▸ **Records shown**
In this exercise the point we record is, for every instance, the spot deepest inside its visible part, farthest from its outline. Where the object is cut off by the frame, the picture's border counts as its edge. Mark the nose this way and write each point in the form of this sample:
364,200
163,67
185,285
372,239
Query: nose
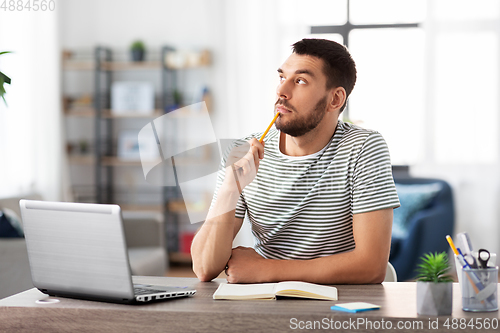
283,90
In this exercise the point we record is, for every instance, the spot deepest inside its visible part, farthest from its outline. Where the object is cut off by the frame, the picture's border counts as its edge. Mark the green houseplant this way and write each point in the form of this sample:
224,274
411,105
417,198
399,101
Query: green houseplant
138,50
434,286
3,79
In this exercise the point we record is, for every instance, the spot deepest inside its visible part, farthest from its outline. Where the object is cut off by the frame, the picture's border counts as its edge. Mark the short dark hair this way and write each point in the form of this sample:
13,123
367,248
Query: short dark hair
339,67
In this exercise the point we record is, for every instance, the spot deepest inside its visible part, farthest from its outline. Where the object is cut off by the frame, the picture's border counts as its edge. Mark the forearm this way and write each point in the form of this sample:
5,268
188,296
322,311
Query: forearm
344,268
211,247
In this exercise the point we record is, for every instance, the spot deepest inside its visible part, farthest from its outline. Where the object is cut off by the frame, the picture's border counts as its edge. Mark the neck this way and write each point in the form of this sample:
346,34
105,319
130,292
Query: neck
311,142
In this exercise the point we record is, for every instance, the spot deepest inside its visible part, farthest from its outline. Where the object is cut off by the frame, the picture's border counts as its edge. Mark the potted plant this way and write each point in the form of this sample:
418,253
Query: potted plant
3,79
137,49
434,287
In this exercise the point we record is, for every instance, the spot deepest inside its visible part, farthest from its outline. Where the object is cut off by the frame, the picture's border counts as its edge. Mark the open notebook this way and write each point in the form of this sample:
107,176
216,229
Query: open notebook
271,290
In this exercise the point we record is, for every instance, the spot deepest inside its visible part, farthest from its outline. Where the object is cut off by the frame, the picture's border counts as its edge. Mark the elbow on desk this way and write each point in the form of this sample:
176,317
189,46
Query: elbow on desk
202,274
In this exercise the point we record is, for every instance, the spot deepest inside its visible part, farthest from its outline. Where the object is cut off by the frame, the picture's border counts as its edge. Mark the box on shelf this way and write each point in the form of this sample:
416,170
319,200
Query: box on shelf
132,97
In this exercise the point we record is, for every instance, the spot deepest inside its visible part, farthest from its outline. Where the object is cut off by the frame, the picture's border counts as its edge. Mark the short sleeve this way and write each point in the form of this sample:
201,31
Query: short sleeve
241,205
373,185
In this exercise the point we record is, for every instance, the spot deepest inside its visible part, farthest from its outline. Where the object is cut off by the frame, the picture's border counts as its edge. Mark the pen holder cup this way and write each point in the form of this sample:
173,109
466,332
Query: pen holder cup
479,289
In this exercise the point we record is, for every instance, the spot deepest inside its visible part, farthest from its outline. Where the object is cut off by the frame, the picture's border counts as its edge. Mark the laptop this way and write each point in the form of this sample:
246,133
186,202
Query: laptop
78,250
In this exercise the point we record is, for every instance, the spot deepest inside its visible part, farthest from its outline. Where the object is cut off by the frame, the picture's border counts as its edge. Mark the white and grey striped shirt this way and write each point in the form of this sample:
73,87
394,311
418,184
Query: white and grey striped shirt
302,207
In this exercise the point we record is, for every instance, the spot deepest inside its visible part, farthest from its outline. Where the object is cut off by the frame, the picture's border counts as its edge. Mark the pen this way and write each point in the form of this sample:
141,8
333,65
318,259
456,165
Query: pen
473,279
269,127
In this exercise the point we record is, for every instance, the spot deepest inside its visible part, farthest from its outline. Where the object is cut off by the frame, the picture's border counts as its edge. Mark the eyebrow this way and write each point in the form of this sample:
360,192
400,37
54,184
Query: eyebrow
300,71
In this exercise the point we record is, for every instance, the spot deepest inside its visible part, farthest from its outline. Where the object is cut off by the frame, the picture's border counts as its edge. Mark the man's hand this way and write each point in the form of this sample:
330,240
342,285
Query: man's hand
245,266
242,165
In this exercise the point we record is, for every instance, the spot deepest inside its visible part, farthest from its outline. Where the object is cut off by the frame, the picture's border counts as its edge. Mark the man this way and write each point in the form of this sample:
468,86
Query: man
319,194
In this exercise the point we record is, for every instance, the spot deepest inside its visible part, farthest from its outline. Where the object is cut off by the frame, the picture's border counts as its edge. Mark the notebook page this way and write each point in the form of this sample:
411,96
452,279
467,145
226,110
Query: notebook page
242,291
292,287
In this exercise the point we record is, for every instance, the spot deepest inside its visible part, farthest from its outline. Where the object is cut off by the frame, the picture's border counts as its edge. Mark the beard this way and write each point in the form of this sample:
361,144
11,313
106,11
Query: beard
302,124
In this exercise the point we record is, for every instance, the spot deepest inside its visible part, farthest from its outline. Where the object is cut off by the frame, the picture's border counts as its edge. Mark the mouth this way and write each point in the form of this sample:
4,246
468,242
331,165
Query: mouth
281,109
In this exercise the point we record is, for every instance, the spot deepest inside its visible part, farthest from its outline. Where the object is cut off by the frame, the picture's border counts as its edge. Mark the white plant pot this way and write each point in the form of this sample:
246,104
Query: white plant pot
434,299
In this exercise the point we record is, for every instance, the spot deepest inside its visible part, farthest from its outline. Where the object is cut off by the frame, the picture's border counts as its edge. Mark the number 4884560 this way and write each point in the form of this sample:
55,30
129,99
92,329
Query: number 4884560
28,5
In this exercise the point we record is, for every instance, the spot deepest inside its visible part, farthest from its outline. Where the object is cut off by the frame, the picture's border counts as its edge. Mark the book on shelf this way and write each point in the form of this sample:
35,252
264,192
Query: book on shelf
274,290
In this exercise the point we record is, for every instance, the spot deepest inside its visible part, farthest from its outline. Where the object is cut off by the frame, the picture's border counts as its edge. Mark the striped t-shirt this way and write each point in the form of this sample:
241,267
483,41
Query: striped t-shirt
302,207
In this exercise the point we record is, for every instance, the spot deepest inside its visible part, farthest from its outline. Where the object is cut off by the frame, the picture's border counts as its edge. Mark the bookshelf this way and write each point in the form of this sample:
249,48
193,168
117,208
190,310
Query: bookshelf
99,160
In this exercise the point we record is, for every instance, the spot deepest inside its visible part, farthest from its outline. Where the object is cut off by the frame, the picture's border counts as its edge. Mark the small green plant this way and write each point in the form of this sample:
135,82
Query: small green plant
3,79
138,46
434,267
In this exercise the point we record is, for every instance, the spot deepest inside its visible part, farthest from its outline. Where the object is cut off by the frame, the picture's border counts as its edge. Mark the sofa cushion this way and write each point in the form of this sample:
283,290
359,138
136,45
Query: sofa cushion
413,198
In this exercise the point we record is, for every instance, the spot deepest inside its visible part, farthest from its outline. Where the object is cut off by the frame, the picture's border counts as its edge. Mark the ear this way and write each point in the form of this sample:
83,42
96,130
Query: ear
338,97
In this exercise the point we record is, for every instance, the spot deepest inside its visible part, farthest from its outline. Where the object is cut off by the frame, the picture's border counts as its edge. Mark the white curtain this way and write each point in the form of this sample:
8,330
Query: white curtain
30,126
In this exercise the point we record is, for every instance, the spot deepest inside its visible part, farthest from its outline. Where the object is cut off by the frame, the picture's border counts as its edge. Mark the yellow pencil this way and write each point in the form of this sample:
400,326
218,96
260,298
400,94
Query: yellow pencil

▸ **Problem requirements**
Set down the material above as is, without any pictures.

▸ **Task solution**
In this exercise the point we record is, for every instance, the spot deepest inside its visible part, farthest from its outline. Where the object is cut off by the frame, the picture's border counts as its edge. Mark the nose this way and write each point in the form of this sample:
364,200
163,67
185,285
372,239
Query: nose
283,90
In this exercise the point we record is, for every instance, the spot deepest inside its visible part, farthest from its outline. Where the object is cut off by the frame, the picture's border counts as its edge. Mark the green houseplant this way and write each point in the form of this sample:
224,274
411,105
417,198
399,101
Query: green houseplant
138,50
434,286
3,79
In this exercise the point we record is, for every instance, the spot deepest inside its visible part, farthest from its outline. Where the object is cut off by the frame, the picture's border counts as its edge. Mark the short dark hair this way and write each point in the form of this sample:
13,123
367,248
Query: short dark hair
339,67
In this exercise the point we record is, for every instance, the spot deepest inside its visible part, farthest from its outline. Where the object is cut off by the frame, the picture's border counts as its edge. Mark the forearm this way and write each point in the form of this sample:
5,268
188,296
322,311
Query: forearm
344,268
211,247
In this exercise the point we record is, for every instance, the spot deepest inside its visible part, farthest from its outline. Where the object is cut off by the frame, the picture's border counts as its edge. Mark the neck this way and write each point in the form of this sample:
346,34
105,319
130,292
Query: neck
311,142
In this exercise the point we record is, for every instance, the spot deepest inside its visible part, farthest from its outline. Where the object is cut off by the frame, the picture's border counts as its edge. Mark the potted plant this way and write each point in the form of this sample:
418,253
Query: potted plant
3,79
137,49
434,287
In this exercise the point we record is, for every instance, the spot deepest inside its visible part, farthest from its outline. Where the object is cut off by the frame, the picture's border counts as its edge. Mark the open notebook this way and write each point in the form of this sample:
107,176
216,229
Query: open notebook
271,290
In this exercise the point we record is, for every instance, the spot deepest inside its visible part, farthest from its outline. Where the object is cut off by the frame, the picture's border counts as its edge. Mark the elbow on desk this way and write each point in the form of this sample:
176,317
189,46
Query: elbow on desk
202,274
In this exercise the point we record is, for every instance, the spot deepest inside its visible part, farthest from its outline. Where the object is cut off by the frame, the picture's border counts as its edge. Mark the box on shelf this way and write each point in the form of this sample:
416,170
319,200
Query: box on shelf
132,97
In this exercise the point we record is, for every instance, the spot deepest inside its visible part, farthest from its outline. Where the object is cut off by the frame, the picture's border counts as its edge. Mark the short sleeve this way and write each point in the form of this sample:
201,31
Query: short sleeve
241,205
373,185
In this exercise the point we record is, for every instance, the spot deepest inside its visible part, farthest from its outline. Where the object is cut off by the frame, the picture's border counts as its edge. Mark the pen holder cup this way and write each point in the form of this sample:
173,109
466,332
Query: pen holder cup
479,289
In this exercise the point we record is, for every instance, the spot deepest inside its visible part, farthest from its outline. Where the object is cut off by the frame, the picture's border counts as its edge. Mark the laptop this way and write each point in the form of this sample:
246,133
186,202
Query: laptop
78,250
In this exercise the point we record is, for every instance, the spot deepest inside its visible part, farthest from its outline. Where the object is cut off by the frame, the picture's border counts as its edge. Mark the white and grey striped shirt this way and write each point in the form of this sample:
73,87
394,311
418,184
Query: white and grey striped shirt
302,207
In this exercise the point we record is, for every instance, the spot deepest inside its visible part, farthest from its outline. Where the object is cut off by the frame, the picture's border counts as its edge. Mark the pen this way and write each point in the form of this sample:
141,8
333,65
318,259
456,165
Query: pen
473,279
269,127
In this exercise the point we record is, for every instance, the spot deepest inside its visible part, farthest from its outline. Where the object is cut off by the frame, the picture's border counts as its edge. Mark the eyebrow this way and write each point in the form of this sample:
360,192
400,37
54,184
Query: eyebrow
300,71
In this exercise the point we record is, for every instance, the spot deepest inside its visible part, farthest from its outline. Where the object is cut off by the frame, the picture's border counts as its edge. Mark the man's hand this way and write each point in the form of this sample:
330,240
342,285
Query: man's hand
245,266
242,165
In this exercise the point we record is, for every instance, the spot deepest inside its visible part, farthest from its outline. Where the object is cut off by the frame, the picture's border counts as its edge. Mark the man this way and write each point in the form of this sample:
468,86
Query: man
319,194
In this exercise the point we record is, for every instance, the spot deepest inside its visible part, farthest from its outline. Where the object is cut off by the frame, the picture's border counts as its edge. Mark the notebook page this way and write each point in the form of this sample:
411,96
452,279
467,145
226,110
Query: notebook page
242,291
292,287
In this exercise the point we record is, for every instance, the spot deepest inside its visible part, farthest from its outline. Where the object is cut off by the frame, the picture's border counts as its edge. Mark the beard this way and write each point in the form of this sample:
361,144
11,313
106,11
Query: beard
302,124
In this exercise the point we record is, for every instance, the spot deepest inside its visible part, farthest from its outline. Where the object is cut off by the frame, the picture's border counts as its edge. Mark the mouth this way and write each point in the form of this sample:
4,246
468,242
331,165
Query: mouth
281,109
In this exercise the point we record is, for every instance, the spot deepest inside its visible part, farthest from its outline. Where the object is cut off by the frame, the picture's border counts as its edge. Mark the white plant pot this way and write each point in the form of this sample:
246,104
Query: white plant pot
434,299
In this exercise the point we record is, for every instance, the spot deepest inside its visible part, farthest from its outline. Where the object is cut off by the frame, the picture's border counts as its edge. Mark the number 4884560 this way and write each point in the form of this sample:
55,30
129,99
92,329
Query: number 4884560
28,5
In this exercise the point we record is, for every instance, the spot deepest inside its visible part, farthest from its outline. Where the object is cut off by the frame, the picture's border counts as its edge. Mark the book on shelf this way and write each point in the form of this sample:
35,252
264,192
Query: book on shelf
274,290
In this exercise the point we record is, for every instance, the spot deepest inside its visible part, farthest from its outline. Where the object is cut off by the frame, the picture's border counts as its edge. Mark the striped t-shirt this way and write each point in the form of this sample:
241,267
483,41
Query: striped t-shirt
302,207
In this exercise the point we record is, for every instance, the spot deepest inside its visible part, farthest from its outline. Where the object is cut off by the frame, the picture's border counts as its edge. Mark the bookshelf this way and write each point in the form of this sample:
249,48
193,168
117,208
190,310
Query: bookshelf
99,160
In this exercise the point we record is, for every instance, the spot deepest inside its visible part, farthest from its outline. Where the object is cut off by the frame, the picture's border counts as its edge. Mark the small green plant this way and write each point in the form of this sample:
135,82
Query: small green plant
3,79
138,46
434,267
In this exercise the point we record is, for every instance, the spot deepest inside its visible part, farthest from its outline. Where the object is cut off by the frame, the picture's border counts as its edge. Mark the sofa cushion this way and write each point in the form of this sample:
283,290
359,138
136,45
Query: sofa cushion
413,198
In this exercise the point we record is, for every instance, the spot deepest inside its visible part, farthest from its outline. Where the object is cut off by the frame, the picture's border counts as its edge. Mark the ear this way and write each point in the form of this sample:
83,42
96,130
Query: ear
338,97
In this exercise the point we record is, for every instance, the spot deepest inside its visible part, farthest from its outline. Where the object is cut off by the frame, the picture's border counts as its edge. Mark the white curtain this way and write each point in the form of this sample:
8,330
Query: white curtain
30,126
In this exercise the point we record is, for every instance, the spot deepest inside its visible part, farthest from its outline. Where the object is cut off by the frame, the picture's border counts as its edge. Mark the yellow pencil this way and write each point in the form of this sample:
400,326
218,96
260,298
400,94
Query: yellow pencil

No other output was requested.